* Çalışma Yönergeleri *
- a) Ayetel Kürsi konulu metinde yer alan "Bakara Suresi'nin 255. ayeti Ayetel Kürsi olarak bilinmektedir." cümlesini İngilizceye çeviriniz.
- b) Metnin "3- Lehu mâ fissemâvâti" sözcükleriyle başlayıp "kürsiyyühüssemâvâti vel ard." sözcüklerine kadar devam eden kısmını hiçbir değişiklik yapmadan yazınız.

* Metin *
┄┄┄┄┄┄┄┄┄┄

6 Ocak 2017 Cuma

Ayetel Kürsi Anlamı ve Mucizesi

Bakara Suresi'nin 255. ayeti Ayetel Kürsi olarak bilinmektedir. 9 cümleden oluşmaktadır. Okunuşu aşağıdaki gibidir:

Bismillahirrahmânirrahîm.
1- Allâhü lâ ilâhe illâ hüvel hayyül kayyûm.
2- Lâ te’huzühu sinetün velâ nevm.
3- Lehu mâ fissemâvâti ve ma fil’ard.
4- Men zellezî yeşfeu indehû illâ bi’iznih.
5- Ya’lemü mâ beyne eydîhim vemâ halfehüm.
6- Velâ yühîtûne bi’şey’in min ilmihî illâ bimâ şâe.
7- Vesia kürsiyyühüssemâvâti vel ard.
8- Velâ yeûdühû hıfzuhümâ.
9- Ve hüvel aliyyül azîm.

┄┄┄┄┄┄┄┄┄┄

* Veri Satırları *
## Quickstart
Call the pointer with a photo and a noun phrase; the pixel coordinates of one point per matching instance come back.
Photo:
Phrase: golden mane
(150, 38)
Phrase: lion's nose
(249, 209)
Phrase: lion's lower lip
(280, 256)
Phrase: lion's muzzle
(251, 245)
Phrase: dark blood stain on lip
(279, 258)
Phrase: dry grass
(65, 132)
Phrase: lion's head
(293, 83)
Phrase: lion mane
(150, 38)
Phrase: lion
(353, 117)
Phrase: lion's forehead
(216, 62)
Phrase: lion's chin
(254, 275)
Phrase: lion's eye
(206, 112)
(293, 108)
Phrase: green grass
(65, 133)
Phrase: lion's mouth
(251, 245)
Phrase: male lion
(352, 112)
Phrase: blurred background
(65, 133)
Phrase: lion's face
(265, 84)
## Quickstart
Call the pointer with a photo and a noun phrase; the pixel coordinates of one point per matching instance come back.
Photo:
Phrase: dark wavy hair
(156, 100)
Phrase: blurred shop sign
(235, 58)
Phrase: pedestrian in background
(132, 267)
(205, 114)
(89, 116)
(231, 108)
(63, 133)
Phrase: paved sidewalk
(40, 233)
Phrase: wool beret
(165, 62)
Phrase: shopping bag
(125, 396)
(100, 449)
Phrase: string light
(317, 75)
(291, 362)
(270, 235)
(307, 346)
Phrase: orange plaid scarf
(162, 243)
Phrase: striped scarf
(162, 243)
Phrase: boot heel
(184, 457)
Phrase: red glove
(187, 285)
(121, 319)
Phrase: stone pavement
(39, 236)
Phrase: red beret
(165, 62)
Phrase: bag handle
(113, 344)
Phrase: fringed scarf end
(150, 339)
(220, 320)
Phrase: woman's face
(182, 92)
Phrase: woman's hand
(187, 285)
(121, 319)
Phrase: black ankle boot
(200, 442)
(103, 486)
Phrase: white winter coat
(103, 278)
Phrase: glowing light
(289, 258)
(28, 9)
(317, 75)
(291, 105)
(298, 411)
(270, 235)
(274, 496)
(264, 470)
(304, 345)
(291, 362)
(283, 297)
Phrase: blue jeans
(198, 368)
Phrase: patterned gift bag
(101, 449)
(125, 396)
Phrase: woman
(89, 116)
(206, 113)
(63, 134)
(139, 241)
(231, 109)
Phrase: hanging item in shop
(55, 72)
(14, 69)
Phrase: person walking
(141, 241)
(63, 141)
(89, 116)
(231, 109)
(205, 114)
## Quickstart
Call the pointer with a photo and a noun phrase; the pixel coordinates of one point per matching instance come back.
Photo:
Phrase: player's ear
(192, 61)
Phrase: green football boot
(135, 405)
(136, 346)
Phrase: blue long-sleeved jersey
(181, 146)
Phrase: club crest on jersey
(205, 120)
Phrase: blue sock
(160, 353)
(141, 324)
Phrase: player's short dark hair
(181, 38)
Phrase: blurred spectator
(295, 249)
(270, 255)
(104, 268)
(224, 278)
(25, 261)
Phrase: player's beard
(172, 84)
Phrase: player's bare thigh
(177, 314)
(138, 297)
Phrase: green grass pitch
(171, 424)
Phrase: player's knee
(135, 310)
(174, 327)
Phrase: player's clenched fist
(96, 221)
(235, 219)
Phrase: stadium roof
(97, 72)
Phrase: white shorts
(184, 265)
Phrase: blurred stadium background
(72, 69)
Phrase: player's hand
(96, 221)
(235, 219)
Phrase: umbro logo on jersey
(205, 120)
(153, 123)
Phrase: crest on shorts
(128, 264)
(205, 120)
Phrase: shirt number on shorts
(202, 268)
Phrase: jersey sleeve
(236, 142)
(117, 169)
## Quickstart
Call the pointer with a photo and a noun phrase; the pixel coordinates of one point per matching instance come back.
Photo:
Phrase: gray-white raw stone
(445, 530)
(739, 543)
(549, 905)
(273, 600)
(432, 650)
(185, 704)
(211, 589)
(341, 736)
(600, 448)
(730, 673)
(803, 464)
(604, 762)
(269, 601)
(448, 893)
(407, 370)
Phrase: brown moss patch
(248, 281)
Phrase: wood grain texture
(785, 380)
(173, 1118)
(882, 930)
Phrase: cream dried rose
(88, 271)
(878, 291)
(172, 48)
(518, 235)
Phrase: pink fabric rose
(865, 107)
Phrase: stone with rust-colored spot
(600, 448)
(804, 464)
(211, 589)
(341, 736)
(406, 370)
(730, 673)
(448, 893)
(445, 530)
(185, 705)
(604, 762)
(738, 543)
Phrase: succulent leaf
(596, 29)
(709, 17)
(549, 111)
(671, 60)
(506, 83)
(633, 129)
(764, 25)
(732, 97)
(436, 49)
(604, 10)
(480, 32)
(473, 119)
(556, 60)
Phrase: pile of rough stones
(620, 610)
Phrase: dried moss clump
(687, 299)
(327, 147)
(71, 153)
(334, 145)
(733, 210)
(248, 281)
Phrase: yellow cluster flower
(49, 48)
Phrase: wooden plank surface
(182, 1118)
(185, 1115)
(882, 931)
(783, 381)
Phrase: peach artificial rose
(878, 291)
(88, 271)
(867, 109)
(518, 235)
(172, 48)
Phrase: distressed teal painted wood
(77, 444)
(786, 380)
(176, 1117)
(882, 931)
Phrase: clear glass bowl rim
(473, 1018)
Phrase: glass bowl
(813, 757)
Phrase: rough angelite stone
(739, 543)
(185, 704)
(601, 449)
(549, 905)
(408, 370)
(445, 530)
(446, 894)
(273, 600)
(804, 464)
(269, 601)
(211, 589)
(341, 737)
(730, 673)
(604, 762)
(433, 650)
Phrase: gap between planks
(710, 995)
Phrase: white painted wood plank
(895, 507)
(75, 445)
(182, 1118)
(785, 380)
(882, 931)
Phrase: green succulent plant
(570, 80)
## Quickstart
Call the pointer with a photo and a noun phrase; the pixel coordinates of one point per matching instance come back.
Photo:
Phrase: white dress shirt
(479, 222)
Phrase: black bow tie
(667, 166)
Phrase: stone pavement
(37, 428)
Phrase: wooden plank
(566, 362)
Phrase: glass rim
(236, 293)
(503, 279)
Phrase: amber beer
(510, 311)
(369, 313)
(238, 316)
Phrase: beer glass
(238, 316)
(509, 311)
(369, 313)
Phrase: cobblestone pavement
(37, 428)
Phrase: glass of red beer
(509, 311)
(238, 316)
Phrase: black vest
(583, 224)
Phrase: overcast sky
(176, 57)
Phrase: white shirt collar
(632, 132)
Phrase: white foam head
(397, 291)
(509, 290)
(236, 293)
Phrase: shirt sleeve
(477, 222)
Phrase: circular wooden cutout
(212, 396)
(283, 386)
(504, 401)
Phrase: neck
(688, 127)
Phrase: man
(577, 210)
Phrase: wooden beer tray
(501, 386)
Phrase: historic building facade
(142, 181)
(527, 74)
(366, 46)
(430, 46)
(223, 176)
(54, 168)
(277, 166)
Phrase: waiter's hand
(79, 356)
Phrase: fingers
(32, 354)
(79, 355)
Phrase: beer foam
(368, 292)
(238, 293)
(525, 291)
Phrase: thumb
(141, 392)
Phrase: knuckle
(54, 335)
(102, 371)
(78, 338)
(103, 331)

┄┄┄┄┄┄┄┄┄┄

* Görev Çıktıları *
- a) The 255th verse of Surah Al-Baqarah is known as Ayetel Kürsi.

- b)
3- Lehu mâ fissemâvâti ve ma fil’ard.
4- Men zellezî yeşfeu indehû illâ bi’iznih.
5- Ya’lemü mâ beyne eydîhim vemâ halfehüm.
6- Velâ yühîtûne bi’şey’in min ilmihî illâ bimâ şâe.
7- Vesia kürsiyyühüssemâvâti vel ard.